__What to work on__
Would you output the entries below only from the line containing "Goal: detect all instances of tall" through the line containing "Goal: detect all instances of woman's hand", exactly as they stand and with both ends included?

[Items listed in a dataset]
════════
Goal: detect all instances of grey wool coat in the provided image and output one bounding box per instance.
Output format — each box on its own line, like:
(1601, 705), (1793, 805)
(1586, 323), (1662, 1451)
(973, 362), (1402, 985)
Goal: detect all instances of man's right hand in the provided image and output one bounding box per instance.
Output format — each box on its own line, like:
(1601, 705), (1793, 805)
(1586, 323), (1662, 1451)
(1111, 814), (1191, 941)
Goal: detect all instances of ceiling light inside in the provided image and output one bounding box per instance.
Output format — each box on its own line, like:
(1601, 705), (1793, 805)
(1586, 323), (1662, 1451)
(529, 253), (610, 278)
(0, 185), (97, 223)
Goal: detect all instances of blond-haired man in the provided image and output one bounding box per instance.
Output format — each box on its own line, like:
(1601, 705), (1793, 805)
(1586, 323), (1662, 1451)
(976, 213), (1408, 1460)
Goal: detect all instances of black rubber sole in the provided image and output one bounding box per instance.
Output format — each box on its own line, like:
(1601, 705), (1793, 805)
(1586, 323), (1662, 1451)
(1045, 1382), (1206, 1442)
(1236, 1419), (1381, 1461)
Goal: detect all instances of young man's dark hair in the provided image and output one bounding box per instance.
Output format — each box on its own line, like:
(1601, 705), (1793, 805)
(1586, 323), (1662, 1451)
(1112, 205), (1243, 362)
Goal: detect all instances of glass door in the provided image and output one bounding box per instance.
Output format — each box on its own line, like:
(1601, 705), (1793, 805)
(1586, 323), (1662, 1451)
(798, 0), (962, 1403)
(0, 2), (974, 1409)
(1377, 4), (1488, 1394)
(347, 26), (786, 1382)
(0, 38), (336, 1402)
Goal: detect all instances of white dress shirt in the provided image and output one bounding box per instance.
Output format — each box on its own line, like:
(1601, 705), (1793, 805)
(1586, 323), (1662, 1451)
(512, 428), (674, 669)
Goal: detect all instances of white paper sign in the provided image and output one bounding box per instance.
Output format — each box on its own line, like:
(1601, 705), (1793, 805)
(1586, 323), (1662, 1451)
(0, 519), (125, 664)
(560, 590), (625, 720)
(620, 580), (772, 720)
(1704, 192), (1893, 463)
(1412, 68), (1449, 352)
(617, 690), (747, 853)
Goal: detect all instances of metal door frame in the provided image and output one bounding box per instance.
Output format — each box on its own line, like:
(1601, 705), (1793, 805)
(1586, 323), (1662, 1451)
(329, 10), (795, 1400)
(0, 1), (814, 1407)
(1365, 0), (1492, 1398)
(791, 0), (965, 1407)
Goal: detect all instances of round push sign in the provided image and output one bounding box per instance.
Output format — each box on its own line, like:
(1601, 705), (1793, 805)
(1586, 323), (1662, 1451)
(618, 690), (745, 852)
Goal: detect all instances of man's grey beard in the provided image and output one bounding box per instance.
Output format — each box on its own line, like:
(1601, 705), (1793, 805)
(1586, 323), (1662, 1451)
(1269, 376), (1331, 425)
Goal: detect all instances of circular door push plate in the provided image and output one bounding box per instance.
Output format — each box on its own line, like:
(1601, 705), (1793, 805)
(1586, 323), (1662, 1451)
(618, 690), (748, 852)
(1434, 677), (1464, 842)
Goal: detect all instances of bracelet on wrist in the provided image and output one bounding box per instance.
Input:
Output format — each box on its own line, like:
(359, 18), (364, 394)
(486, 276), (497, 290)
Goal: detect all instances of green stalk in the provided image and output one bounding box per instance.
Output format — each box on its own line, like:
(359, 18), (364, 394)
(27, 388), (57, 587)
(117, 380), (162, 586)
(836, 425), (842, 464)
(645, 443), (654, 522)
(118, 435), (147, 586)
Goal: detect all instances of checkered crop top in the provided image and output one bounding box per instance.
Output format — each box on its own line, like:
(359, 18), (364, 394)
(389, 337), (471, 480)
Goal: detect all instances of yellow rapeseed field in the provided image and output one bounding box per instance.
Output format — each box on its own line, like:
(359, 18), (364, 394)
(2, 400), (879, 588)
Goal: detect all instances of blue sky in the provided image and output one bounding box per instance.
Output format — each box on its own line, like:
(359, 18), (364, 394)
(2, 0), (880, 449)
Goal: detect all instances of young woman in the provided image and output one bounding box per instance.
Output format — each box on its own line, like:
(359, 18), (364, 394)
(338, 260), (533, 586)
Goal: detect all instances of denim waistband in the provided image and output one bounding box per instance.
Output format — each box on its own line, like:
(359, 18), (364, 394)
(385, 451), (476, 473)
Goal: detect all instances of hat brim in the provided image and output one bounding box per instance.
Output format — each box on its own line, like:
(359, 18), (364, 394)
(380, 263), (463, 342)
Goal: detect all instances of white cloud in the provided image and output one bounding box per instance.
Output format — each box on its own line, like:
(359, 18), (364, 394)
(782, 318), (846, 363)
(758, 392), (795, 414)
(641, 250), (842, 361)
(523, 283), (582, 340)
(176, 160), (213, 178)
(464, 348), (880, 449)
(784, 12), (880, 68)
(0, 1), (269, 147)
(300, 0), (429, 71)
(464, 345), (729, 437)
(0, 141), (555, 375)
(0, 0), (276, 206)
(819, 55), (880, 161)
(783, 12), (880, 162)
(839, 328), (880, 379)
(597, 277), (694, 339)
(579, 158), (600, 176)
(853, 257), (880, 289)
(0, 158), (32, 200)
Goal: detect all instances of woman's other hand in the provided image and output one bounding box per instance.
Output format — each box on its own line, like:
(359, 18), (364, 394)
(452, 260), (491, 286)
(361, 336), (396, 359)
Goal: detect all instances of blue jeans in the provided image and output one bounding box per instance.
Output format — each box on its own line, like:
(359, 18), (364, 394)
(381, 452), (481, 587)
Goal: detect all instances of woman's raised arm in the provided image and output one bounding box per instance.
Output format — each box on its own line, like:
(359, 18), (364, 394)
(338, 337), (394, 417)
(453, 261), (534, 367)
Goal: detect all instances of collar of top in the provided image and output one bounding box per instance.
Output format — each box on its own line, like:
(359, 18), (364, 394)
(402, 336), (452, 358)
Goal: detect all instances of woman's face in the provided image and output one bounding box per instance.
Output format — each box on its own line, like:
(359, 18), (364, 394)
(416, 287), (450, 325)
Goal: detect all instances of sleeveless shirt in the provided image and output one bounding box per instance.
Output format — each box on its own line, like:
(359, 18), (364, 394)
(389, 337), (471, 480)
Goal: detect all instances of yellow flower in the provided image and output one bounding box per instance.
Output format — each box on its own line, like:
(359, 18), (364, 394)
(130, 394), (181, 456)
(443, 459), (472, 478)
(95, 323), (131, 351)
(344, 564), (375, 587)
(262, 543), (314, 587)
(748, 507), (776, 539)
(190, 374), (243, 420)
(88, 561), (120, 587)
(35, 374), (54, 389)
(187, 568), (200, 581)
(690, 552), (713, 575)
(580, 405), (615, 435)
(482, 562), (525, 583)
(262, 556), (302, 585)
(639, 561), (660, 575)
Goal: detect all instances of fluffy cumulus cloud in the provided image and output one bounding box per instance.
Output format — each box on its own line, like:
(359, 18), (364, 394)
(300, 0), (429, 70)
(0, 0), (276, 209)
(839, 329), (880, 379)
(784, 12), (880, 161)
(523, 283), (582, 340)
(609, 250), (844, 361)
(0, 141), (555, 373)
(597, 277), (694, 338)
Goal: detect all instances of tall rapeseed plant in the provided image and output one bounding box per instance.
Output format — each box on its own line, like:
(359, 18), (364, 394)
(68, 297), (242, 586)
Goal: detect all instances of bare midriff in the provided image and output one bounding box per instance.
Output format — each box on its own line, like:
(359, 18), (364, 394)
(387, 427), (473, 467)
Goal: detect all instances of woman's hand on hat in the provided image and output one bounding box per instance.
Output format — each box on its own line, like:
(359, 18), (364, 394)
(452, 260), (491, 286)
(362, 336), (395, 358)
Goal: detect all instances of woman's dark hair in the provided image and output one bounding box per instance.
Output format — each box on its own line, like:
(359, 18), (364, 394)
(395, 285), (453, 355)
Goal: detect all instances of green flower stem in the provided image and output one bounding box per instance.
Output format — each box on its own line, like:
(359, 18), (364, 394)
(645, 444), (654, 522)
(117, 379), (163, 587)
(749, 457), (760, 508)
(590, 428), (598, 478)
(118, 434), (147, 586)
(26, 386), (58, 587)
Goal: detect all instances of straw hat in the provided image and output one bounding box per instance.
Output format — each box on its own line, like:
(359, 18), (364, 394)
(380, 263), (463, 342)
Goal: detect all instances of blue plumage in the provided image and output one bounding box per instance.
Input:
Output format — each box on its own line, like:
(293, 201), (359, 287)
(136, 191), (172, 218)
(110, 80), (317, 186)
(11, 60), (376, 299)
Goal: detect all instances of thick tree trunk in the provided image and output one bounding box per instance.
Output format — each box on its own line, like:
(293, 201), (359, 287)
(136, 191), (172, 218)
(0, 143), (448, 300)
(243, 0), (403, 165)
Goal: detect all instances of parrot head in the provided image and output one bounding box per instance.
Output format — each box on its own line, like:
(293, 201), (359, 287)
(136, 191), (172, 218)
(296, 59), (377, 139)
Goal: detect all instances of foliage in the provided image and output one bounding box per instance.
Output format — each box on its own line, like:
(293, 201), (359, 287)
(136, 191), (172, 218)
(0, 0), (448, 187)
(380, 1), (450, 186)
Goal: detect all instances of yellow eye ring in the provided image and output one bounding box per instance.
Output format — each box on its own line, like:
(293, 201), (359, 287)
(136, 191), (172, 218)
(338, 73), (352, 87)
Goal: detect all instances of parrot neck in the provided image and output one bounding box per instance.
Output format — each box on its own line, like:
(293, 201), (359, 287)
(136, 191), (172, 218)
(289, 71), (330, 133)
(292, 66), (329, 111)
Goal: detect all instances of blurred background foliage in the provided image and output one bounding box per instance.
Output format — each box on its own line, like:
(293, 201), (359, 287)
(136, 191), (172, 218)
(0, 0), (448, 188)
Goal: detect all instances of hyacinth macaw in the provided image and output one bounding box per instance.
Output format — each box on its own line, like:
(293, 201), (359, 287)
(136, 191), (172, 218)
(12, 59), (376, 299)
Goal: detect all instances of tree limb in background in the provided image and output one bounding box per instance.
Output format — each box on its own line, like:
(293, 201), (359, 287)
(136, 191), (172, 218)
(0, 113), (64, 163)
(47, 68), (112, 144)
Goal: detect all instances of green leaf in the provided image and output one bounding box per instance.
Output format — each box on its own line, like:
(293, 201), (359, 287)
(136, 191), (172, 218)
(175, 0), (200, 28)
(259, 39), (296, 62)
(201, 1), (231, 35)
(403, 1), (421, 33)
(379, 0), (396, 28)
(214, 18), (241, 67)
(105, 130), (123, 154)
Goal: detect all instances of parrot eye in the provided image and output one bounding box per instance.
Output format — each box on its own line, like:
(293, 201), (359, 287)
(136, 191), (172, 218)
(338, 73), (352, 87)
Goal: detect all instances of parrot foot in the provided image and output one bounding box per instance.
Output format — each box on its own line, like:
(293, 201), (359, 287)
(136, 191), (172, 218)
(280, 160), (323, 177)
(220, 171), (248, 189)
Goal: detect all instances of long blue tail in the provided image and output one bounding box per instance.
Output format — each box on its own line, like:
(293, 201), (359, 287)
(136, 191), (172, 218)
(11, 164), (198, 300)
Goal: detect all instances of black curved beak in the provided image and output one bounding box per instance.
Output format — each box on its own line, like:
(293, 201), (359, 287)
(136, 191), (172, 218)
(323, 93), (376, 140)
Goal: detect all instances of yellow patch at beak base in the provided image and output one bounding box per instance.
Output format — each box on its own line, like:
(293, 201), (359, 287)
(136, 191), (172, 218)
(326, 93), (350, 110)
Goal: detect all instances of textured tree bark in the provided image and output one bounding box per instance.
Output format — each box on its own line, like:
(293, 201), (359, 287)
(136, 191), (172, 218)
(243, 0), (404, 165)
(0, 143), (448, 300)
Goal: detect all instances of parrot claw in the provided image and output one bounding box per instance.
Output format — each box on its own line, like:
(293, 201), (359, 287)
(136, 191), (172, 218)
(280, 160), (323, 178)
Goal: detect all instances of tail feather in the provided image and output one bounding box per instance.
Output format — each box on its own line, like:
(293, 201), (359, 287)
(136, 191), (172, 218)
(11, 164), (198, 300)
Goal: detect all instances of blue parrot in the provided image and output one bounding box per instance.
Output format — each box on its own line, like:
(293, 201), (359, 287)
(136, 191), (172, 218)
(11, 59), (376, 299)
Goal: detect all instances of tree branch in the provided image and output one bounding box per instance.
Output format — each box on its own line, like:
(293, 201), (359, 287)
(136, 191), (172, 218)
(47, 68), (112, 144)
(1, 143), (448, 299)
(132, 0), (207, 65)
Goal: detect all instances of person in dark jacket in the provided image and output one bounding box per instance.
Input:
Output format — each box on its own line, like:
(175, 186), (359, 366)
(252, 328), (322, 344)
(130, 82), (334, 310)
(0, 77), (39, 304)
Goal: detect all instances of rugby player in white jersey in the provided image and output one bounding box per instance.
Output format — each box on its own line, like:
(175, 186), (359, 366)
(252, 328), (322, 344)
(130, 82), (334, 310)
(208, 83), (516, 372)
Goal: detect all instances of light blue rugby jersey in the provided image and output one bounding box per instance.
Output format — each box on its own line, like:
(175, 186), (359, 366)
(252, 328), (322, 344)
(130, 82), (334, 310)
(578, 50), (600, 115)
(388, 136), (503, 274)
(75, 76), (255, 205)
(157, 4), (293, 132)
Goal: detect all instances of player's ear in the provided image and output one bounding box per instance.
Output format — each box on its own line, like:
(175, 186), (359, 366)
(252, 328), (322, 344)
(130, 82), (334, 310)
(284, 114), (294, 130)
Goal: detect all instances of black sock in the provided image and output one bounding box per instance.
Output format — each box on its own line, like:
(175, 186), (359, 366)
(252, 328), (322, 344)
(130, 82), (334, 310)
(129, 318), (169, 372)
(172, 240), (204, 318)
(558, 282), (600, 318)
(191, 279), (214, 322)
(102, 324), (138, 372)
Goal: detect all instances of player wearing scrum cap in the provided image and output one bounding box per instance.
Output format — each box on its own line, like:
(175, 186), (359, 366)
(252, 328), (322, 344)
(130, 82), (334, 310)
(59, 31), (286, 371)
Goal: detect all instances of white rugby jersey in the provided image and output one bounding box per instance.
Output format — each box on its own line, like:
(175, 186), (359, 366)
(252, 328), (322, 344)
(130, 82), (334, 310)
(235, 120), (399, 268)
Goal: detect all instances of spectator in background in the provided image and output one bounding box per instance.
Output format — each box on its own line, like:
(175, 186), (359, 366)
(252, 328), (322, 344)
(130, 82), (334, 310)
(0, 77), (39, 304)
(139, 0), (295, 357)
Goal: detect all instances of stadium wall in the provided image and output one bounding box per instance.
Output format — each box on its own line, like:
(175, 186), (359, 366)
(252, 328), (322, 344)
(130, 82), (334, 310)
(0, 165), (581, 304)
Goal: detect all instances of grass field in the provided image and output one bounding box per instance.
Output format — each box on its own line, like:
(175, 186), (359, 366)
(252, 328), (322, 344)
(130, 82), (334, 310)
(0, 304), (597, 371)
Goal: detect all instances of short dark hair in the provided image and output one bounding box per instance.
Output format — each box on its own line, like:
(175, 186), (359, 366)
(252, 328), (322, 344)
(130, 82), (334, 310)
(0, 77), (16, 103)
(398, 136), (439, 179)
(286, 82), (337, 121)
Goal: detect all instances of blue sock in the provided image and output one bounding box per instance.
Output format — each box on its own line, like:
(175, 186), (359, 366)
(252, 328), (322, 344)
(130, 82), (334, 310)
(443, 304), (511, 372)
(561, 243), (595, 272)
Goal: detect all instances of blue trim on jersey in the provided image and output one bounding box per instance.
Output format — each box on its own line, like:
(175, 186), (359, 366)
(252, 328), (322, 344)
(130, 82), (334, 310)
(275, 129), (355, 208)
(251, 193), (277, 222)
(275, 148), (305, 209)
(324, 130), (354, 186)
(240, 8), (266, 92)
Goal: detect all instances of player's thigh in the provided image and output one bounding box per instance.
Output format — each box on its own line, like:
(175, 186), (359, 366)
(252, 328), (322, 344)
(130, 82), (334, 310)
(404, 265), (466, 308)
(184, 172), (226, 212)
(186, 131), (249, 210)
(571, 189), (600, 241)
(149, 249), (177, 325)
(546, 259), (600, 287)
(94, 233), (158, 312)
════════
__Completed exercise__
Goal: detect all instances of tall rapeseed plant in the provided image and output one bounding box per instance.
Output format — each box on its own line, like:
(359, 18), (364, 394)
(68, 297), (242, 586)
Goal: detect all instances of bare midriff in the provided image and output one bounding box per instance.
Output format — each box on its own line, like:
(359, 18), (364, 394)
(387, 427), (473, 467)
Goal: detect all instances of woman's hand on hat in the provided image and output one bounding box per instance.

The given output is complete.